> **SUPPLIED PASSAGE**
----------
MessyBunPersonified · 02/09/2022 21:44

I would want to ghost her, but I think the best thing would just be to pull her up next time she says something shitty and tell her you can't be arsed with her digs at you any more. Doesn't sound like you'll have too long to wait for her to say something.

It will start as soon as I see her. A pat on my belly and a comment. A comment about DP. Just generally pushy and rude. She's a friend I keep on the outskirts because I don't want her pissing off my group of friends. So I see her one to one.

OP posts:
Aubree17 · 03/09/2022 13:39

You seem quite judgemental on her too.

When she asked you to go away for the weekend you should have said no.

Maybe it's best for both of you if you phase out the friendship. If it not fun there no point.

LittleFluffyCloudz · 03/09/2022 16:05

Aubree17 · 03/09/2022 13:39

You seem quite judgemental on her too.

When she asked you to go away for the weekend you should have said no.

Maybe it's best for both of you if you phase out the friendship. If it not fun there no point.
----------
> **MATERIAL PROVIDED**
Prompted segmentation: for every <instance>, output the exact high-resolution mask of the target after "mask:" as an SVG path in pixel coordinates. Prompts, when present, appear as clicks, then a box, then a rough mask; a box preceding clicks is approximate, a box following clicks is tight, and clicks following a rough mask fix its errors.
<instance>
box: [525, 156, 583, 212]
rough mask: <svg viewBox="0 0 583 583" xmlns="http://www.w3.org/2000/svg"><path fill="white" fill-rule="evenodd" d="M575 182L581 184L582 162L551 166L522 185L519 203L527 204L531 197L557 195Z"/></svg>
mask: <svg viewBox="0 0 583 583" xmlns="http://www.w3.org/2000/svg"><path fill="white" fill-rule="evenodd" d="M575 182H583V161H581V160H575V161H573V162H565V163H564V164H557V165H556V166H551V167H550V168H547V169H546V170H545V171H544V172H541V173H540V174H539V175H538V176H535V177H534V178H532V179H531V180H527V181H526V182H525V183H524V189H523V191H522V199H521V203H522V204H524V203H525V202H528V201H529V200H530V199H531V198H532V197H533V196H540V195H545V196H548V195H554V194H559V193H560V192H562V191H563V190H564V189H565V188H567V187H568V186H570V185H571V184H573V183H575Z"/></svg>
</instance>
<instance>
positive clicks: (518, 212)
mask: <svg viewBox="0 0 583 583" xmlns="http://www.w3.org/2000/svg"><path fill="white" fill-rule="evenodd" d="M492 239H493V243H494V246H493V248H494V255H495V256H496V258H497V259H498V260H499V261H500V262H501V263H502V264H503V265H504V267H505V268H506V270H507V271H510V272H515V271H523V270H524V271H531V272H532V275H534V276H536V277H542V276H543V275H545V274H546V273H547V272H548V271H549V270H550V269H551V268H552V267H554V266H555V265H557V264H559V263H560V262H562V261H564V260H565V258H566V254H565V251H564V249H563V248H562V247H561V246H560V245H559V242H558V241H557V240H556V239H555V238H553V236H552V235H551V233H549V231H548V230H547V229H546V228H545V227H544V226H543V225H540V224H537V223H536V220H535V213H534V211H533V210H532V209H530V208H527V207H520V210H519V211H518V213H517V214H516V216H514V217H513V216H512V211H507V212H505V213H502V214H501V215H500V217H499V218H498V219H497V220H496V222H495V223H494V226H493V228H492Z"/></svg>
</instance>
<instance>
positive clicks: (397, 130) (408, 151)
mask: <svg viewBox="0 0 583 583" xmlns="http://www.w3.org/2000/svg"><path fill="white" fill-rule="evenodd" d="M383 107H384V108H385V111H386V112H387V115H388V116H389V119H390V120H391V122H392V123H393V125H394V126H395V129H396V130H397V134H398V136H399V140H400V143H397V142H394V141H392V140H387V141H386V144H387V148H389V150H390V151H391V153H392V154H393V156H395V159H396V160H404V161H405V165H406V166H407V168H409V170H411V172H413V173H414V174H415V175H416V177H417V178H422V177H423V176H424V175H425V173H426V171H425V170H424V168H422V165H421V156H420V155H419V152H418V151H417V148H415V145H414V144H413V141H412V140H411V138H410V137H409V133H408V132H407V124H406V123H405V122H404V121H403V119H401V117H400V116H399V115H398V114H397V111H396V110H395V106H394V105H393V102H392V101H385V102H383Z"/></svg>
----------
> **QUESTIONS**
(a) In the forum thread about the pushy friend, why does the original poster keep this friend on the outskirts?
(b) Carry on the forum thread about the pushy friend, starting after its last post.

> **ANSWERS FOR THE TASKS**
(a) The poster doesn't want the friend annoying the poster's group of friends.

(b)
Hmm. I would never think these things towards a person who didn't say nasty things to me. She's a kettle calling a pot black. I never comment on other people's weight because it's none of my business. Personally, I think she just enjoys putting people down.

OP posts:
Anywhereelse · 03/09/2022 16:29

She’s no friend and is probably projecting her own feelings about her weight and lack of stable relationship onto you. I’d pull her up sharply on any further comments and if she doesn’t stop the behaviour then just start a retreat from contact with her like taking a while to respond to texts, be less available to meet or chat on the phone etc.

LittleFluffyCloudz · 03/09/2022 18:13

Anywhereelse · 03/09/2022 16:29

She’s no friend and is probably projecting her own feelings about her weight and lack of stable relationship onto you. I’d pull her up sharply on any further comments and if she doesn’t stop the behaviour then just start a retreat from contact with her like taking a while to respond to texts, be less available to meet or chat on the phone etc.

I think there's a fair bit of projection going on. She pounces on any weakness. She knows I don't like my stomach and comments on it all the time. I'm going to sound petty but I don't think anyone has the right to comment on anyone else's weight. My DP says to tell her that once her weight is down to a healthy level then I'll take her comments about my body seriously.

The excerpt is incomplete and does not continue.